REQUIRED WORK: Only the lines from the one containing "reflection of tree" through the end of the material are to be echoed, each exactly as it appears.

[Items listed in a dataset]

--- start ---

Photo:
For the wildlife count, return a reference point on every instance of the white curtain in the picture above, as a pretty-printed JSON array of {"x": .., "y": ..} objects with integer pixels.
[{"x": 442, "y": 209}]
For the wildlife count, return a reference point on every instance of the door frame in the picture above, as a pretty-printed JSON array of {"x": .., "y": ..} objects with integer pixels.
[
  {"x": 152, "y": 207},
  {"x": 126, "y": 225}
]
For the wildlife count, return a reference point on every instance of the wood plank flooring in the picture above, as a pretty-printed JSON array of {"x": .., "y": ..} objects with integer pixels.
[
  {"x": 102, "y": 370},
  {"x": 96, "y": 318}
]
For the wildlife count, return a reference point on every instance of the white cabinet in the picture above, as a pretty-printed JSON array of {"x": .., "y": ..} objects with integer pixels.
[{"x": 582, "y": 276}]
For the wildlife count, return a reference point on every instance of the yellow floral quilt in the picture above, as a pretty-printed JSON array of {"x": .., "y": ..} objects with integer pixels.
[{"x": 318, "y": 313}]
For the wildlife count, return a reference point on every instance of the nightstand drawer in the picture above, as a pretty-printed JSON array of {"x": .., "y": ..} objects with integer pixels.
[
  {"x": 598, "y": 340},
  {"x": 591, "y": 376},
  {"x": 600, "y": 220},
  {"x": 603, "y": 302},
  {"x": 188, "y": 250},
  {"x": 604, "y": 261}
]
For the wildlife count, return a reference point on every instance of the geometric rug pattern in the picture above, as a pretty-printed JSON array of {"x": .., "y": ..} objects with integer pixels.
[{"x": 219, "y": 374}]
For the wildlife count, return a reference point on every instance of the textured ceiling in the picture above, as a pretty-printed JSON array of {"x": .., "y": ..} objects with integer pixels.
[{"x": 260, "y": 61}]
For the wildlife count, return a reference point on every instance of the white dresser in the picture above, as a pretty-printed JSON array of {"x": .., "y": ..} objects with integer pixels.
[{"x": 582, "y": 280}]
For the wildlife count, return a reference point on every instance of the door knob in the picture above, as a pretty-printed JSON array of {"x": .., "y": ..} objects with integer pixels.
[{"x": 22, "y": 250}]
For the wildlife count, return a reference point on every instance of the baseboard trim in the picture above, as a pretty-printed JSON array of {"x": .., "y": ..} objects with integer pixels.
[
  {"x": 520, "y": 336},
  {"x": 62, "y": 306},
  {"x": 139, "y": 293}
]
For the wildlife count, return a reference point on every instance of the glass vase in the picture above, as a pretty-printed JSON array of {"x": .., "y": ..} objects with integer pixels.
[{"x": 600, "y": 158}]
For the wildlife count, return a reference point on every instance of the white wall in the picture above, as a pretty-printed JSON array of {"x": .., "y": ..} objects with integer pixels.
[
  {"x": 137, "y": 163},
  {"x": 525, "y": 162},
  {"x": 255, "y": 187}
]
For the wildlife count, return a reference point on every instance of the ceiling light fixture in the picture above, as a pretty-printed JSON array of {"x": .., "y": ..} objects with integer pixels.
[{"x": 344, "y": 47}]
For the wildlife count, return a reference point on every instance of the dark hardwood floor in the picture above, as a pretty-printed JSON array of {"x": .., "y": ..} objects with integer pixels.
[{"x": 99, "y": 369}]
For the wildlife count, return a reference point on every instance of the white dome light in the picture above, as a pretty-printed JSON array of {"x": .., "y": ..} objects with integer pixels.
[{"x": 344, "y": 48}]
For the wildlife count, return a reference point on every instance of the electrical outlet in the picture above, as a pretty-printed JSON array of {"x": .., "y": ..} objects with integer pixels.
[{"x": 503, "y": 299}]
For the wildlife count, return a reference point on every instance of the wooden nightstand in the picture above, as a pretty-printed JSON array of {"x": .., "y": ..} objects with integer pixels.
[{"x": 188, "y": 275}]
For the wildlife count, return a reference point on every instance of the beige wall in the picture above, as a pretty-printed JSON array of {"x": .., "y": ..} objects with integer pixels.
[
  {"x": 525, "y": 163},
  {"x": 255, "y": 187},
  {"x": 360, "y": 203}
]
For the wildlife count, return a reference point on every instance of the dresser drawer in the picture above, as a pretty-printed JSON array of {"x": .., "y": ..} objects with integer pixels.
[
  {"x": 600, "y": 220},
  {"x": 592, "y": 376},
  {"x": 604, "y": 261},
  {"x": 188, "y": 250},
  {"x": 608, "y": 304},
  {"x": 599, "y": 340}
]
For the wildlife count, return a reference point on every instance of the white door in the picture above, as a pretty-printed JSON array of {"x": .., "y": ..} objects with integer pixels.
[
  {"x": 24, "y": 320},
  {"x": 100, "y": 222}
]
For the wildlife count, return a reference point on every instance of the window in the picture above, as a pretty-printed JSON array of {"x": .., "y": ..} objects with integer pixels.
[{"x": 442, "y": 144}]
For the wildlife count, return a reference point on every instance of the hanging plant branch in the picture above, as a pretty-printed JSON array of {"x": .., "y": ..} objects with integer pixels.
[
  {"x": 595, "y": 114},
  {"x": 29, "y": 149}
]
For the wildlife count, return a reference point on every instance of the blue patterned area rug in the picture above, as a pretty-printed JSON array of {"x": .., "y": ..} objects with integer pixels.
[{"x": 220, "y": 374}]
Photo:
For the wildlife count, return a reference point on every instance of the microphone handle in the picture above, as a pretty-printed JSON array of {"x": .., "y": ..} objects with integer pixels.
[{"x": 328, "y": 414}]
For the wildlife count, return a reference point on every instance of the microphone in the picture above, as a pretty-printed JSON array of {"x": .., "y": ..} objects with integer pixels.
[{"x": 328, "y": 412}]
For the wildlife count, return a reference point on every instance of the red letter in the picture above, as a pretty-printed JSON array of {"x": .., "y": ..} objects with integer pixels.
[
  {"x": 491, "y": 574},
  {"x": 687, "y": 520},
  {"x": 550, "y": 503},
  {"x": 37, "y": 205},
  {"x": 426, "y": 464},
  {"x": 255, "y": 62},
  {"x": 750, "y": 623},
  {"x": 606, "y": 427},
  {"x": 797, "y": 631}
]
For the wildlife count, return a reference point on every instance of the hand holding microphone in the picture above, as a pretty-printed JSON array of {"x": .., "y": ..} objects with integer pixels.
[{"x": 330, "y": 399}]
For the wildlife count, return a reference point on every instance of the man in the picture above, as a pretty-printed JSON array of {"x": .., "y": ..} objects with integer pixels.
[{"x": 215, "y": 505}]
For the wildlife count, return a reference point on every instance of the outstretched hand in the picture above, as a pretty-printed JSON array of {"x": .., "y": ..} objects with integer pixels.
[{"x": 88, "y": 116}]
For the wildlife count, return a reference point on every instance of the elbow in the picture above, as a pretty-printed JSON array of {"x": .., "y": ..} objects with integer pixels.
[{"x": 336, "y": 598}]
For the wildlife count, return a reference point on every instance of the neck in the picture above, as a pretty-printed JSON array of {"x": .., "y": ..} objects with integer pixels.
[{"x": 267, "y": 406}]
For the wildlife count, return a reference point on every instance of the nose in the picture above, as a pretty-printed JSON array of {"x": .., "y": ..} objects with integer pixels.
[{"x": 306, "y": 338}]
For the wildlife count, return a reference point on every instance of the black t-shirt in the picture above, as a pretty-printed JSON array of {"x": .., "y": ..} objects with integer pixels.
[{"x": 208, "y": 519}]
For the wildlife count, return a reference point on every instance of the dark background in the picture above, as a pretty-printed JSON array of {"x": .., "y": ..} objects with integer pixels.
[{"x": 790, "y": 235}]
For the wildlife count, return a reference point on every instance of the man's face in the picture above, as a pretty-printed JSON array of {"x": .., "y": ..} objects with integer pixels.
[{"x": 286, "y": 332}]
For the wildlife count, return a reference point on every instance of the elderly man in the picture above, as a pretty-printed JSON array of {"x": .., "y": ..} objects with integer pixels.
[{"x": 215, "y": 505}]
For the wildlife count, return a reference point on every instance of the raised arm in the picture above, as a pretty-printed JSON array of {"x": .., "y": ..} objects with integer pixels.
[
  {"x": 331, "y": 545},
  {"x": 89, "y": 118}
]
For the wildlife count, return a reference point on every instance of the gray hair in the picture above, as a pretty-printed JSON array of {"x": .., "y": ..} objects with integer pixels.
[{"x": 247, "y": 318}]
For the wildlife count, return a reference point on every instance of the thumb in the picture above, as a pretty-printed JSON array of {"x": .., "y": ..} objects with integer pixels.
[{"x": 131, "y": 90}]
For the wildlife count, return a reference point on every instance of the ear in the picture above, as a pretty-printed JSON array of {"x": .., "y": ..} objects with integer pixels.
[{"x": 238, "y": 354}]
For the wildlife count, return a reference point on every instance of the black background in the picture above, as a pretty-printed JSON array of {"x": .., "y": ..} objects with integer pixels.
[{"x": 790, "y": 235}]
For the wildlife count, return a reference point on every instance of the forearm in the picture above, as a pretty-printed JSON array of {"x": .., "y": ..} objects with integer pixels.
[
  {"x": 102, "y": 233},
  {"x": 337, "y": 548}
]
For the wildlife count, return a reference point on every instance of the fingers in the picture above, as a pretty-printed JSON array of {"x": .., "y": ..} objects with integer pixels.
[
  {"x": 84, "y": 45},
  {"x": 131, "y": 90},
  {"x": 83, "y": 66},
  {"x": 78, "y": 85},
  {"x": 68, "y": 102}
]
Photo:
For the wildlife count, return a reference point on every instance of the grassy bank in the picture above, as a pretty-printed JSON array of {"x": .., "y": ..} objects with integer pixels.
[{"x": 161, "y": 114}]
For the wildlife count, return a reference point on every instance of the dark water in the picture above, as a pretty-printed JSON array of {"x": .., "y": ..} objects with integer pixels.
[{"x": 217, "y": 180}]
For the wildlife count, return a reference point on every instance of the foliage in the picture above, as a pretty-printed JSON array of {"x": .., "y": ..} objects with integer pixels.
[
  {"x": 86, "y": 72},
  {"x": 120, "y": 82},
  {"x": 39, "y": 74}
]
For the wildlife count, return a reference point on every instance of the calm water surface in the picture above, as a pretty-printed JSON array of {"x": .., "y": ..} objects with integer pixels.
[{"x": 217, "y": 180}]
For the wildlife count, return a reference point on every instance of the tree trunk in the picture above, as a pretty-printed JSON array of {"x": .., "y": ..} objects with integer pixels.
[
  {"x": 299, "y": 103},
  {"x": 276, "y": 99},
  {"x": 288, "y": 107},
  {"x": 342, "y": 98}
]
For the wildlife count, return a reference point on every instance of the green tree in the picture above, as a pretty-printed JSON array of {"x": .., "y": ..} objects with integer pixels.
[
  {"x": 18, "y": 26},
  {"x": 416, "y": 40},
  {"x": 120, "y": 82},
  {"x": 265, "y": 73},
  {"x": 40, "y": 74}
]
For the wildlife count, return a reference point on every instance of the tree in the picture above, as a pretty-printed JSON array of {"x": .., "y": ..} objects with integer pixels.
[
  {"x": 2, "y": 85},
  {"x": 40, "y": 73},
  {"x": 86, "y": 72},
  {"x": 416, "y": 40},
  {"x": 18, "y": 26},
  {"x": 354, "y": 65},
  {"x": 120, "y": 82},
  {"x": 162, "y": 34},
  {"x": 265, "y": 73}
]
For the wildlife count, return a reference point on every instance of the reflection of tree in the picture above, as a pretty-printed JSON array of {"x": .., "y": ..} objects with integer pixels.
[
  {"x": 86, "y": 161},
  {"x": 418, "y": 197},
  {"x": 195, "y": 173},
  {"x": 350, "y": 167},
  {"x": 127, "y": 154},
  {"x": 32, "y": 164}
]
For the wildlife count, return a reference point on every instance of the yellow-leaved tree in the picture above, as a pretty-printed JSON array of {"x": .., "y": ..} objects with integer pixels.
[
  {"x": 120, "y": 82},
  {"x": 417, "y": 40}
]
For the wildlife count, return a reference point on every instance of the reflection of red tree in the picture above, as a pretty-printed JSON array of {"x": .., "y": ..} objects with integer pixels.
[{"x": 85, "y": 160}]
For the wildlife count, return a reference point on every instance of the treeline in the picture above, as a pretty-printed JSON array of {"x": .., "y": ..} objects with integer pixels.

--- end ---

FULL OUTPUT:
For the wildlife count, return a reference point on every instance of the reflection of tree in the picture above, as a pretty-printed JSON array of {"x": .., "y": ..} objects with integer pixels.
[
  {"x": 86, "y": 161},
  {"x": 418, "y": 197},
  {"x": 195, "y": 173},
  {"x": 350, "y": 167},
  {"x": 127, "y": 154},
  {"x": 32, "y": 164}
]
For the wildlife count, return a reference point on every instance of the yellow-leaved tree in the picture above, as a pretty-printed JSON array of {"x": .., "y": ..} objects with integer pixels.
[
  {"x": 120, "y": 82},
  {"x": 417, "y": 40}
]
For the wildlife count, return a reference point on every instance of the reflection of red tree in the picture above, as a pretty-printed JSON array of {"x": .., "y": ..} objects with integer pixels.
[{"x": 85, "y": 160}]
For the wildlife count, return a reference point on every instance of the treeline in the picture above, as a pretty-printed JSON array of {"x": .., "y": ..} objects with integer pixels.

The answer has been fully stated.